> **Provided text**:
The sweet spot for running local LLMs (from what I'm seeing on forums like r/localLlama) is 2 to 4 3090s each with 24GB of VRAM. NVidia (or AMD or Intel) would clean up if they offered a card with 3090 level performance but with 64GB of VRAM. Doesn't have to be the leading edge GPU, just a decent GPU with lots of VRAM. This is kind of what Digits will be (though the memory bandwidth is going to be slower with because it'll be DDR5) and kind of what AMD's Strix Halo is aiming for - unified memory systems where the CPU & GPU have access to the same large pool of memory.
The issue here is that, even with a lot of VRAM, you may be able to run the model, but with a large context, it will still be too slow. (For example, running LLaMA 70B with a 30k+ context prompt takes minutes to process.)
Because if you don't have infinite money, considering whether to buy a thing is about the ratio of price to performance, not just performance. If you can get enough performance for your needs out of a cheaper chip, you buy the cheaper chip.
The AI industry isn't pausing because DeepSeek is good enough. The industry is in an arms race to AGI. Having a more efficient method to train and use LLMs only accelerates progress, leading to more chip demand.
In the long run, yes, they will be cheaper due to more competition and better tech. But next month? It will be more expensive.

Referring expression data
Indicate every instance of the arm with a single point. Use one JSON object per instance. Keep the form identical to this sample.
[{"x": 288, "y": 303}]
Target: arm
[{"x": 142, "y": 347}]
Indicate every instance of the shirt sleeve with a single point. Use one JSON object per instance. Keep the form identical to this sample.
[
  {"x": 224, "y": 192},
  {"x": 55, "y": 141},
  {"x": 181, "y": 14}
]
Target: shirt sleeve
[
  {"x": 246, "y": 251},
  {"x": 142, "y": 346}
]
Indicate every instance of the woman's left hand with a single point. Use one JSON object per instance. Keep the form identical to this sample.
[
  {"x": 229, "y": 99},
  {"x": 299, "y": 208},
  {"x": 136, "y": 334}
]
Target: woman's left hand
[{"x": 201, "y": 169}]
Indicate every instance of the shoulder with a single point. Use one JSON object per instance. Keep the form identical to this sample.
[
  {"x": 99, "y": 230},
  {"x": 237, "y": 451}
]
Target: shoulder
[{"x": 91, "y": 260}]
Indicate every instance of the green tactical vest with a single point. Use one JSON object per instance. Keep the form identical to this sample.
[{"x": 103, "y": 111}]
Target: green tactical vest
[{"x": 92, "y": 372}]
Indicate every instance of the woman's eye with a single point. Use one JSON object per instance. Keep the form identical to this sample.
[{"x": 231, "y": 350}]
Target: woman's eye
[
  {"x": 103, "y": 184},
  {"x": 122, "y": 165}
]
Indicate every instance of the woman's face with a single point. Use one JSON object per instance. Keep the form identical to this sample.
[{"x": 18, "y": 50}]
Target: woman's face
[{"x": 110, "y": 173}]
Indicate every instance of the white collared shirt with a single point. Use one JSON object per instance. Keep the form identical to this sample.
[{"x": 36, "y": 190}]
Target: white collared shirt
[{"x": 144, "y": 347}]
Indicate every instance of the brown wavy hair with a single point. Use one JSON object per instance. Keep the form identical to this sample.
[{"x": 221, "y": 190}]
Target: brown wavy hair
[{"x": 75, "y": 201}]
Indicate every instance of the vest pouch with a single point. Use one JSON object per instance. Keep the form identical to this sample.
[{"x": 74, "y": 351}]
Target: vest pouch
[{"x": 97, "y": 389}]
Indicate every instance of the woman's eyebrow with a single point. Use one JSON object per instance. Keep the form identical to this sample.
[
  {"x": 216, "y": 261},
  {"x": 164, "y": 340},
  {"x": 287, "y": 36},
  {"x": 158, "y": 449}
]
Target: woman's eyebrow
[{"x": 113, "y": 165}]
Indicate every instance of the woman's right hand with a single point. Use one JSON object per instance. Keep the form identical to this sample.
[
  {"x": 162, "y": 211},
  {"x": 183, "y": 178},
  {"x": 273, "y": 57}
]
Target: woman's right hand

> **Tasks**:
1 – Answer these questions using the thread on running local LLMs:
(a) How much VRAM does each 3090 have?
(b) What example does the thread give of a large context being too slow?
(c) What does the thread say the AI industry is in an arms race toward?
2 – From the thread on running local LLMs, extract the stretch from "The issue here" through "minutes to process.)".

> **Task-by-task outputs**:
1 –
(a) 24GB
(b) Running LLaMA 70B with a 30k+ context prompt takes minutes to process.
(c) AGI

2 –
The issue here is that, even with a lot of VRAM, you may be able to run the model, but with a large context, it will still be too slow. (For example, running LLaMA 70B with a 30k+ context prompt takes minutes to process.)